— GOAL OF THE EXERCISE —
Please report each line in the items below that contains the string "label".

:: MATERIAL

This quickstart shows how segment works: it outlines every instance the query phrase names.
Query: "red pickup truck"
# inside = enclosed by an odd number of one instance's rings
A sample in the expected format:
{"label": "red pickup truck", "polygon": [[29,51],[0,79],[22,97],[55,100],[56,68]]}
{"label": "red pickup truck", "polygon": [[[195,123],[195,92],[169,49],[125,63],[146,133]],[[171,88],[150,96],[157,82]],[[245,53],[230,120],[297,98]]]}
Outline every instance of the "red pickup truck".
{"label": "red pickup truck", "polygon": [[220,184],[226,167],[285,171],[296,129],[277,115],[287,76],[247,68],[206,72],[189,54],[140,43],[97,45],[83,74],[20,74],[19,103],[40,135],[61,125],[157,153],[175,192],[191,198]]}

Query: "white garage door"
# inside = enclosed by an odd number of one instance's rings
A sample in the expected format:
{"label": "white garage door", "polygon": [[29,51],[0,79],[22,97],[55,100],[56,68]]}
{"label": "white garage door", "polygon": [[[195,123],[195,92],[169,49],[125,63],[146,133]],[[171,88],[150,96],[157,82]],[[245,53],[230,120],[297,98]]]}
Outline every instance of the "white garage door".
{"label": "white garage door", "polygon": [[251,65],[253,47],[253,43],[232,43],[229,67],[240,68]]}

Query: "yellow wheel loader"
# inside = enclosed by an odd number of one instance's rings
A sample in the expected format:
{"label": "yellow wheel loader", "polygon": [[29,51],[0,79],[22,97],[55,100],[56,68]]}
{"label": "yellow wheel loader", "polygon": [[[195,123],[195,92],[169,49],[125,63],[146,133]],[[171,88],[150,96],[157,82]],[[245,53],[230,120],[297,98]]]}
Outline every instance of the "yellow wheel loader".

::::

— COMPLETE ANSWER —
{"label": "red pickup truck", "polygon": [[29,51],[0,79],[22,97],[55,100],[56,68]]}
{"label": "red pickup truck", "polygon": [[[195,123],[195,92],[169,49],[125,63],[146,133]],[[171,88],[150,96],[157,82]],[[245,53],[230,120],[297,98]]]}
{"label": "red pickup truck", "polygon": [[220,184],[226,167],[285,171],[296,129],[277,115],[287,76],[247,68],[206,72],[189,54],[140,43],[97,45],[83,74],[20,74],[19,103],[40,135],[61,125],[157,153],[175,192],[191,198]]}
{"label": "white garage door", "polygon": [[29,51],[0,79],[22,97],[55,100],[56,68]]}
{"label": "white garage door", "polygon": [[[195,123],[195,92],[169,49],[125,63],[146,133]],[[171,88],[150,96],[157,82]],[[245,53],[230,120],[297,98]]]}
{"label": "white garage door", "polygon": [[251,65],[253,47],[253,43],[232,43],[229,67],[240,68]]}
{"label": "yellow wheel loader", "polygon": [[29,51],[0,79],[22,97],[55,100],[56,68]]}
{"label": "yellow wheel loader", "polygon": [[[195,123],[195,92],[169,49],[125,63],[146,133]],[[171,88],[150,96],[157,82]],[[245,53],[230,120],[297,98]]]}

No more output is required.